**INSTRUCCIÓN**. Recopila todas las líneas que contengan la palabra "building".

▶

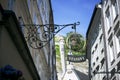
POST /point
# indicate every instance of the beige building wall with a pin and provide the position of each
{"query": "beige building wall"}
(36, 12)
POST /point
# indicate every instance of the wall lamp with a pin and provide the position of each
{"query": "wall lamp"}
(39, 36)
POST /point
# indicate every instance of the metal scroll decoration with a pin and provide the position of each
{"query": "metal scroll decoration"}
(39, 36)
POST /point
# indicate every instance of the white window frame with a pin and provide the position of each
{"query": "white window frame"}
(108, 18)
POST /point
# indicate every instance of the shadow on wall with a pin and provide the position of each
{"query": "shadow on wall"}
(81, 75)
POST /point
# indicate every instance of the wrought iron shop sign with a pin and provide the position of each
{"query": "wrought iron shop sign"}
(76, 58)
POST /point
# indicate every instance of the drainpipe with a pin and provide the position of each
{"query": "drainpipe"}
(62, 54)
(104, 38)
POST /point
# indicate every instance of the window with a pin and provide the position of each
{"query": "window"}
(114, 9)
(108, 20)
(11, 4)
(111, 51)
(21, 22)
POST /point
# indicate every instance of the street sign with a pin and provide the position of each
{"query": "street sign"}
(76, 58)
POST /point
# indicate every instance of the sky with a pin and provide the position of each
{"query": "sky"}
(71, 11)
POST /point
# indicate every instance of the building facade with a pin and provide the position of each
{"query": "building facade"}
(103, 41)
(36, 12)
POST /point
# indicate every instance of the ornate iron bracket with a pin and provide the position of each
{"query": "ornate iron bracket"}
(39, 36)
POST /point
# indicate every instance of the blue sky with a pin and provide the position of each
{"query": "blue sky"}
(70, 11)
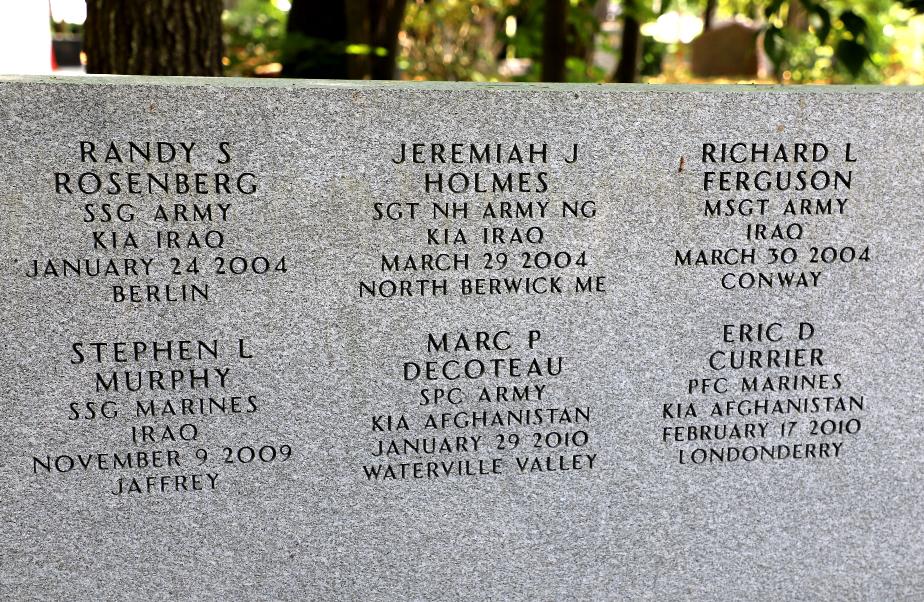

◀

**RESPUESTA AL EJERCICIO**.
# indicate every instance of the beige building wall with a pin and provide the position of each
{"query": "beige building wall"}
# indicate every instance of the building facade with a pin and provide the position of each
{"query": "building facade"}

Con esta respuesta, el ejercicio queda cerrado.